**WHAT YOU NEED TO DO:**
Repeat the material word for word, everything from the line containing "Target: wooden toy bread roll" down to the end of the material, with both of those ends included.

**EXERCISE MATERIAL:**
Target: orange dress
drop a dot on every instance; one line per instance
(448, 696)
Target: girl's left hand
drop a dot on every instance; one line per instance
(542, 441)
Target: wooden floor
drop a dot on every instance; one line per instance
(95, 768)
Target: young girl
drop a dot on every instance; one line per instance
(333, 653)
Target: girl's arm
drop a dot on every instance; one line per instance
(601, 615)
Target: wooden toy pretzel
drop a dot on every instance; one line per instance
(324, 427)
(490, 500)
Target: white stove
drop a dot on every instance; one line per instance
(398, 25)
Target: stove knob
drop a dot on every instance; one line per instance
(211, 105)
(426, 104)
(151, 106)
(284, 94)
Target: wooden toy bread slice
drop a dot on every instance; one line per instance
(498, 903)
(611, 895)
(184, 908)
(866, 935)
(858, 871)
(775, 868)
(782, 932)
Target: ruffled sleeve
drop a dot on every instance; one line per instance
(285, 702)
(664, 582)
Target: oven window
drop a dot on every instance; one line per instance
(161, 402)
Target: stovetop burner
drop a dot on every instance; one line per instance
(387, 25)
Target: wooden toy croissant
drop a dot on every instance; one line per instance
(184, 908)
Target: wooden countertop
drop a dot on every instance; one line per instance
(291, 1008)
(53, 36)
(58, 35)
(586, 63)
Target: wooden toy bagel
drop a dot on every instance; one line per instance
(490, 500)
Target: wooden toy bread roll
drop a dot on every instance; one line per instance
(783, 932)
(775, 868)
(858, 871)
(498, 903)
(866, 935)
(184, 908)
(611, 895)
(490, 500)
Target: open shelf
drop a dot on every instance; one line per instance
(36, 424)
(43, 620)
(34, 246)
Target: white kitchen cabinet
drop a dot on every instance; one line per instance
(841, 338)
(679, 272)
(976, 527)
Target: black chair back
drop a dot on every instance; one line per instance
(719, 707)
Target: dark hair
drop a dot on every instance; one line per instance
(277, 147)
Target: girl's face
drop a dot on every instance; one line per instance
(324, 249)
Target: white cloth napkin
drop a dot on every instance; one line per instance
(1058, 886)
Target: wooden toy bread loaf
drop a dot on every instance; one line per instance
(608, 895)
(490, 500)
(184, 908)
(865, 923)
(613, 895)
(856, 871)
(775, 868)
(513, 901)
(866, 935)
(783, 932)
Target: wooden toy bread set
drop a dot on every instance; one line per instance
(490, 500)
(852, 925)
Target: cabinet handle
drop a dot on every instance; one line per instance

**WORKED SOLUTION:**
Target: wooden toy bread roll
drop a dot on every instance; one line per instance
(783, 932)
(775, 868)
(858, 871)
(498, 903)
(866, 935)
(184, 908)
(611, 895)
(490, 500)
Target: open shelf
drop a dot on every instance; one line per instance
(36, 424)
(43, 620)
(34, 246)
Target: white kitchen cabinet
drop a dot on every instance; one line per instance
(841, 338)
(679, 272)
(976, 527)
Target: black chair back
drop a dot on every instance; one line per instance
(719, 707)
Target: dark hair
drop a dot on every instance; one line per instance
(277, 147)
Target: girl's face
drop a dot on every instance; one line per instance
(324, 249)
Target: white cloth napkin
drop a dot on every instance; one line per instance
(1058, 886)
Target: wooden toy bread loaf
drop a dot on every instance; one line per instance
(608, 895)
(490, 500)
(184, 908)
(865, 923)
(613, 895)
(856, 871)
(775, 868)
(513, 901)
(866, 935)
(783, 932)
Target: wooden toy bread set
drop a dot on every instance; one line per instance
(490, 500)
(852, 925)
Target: cabinet handle
drop a dot on every instance; one line per instance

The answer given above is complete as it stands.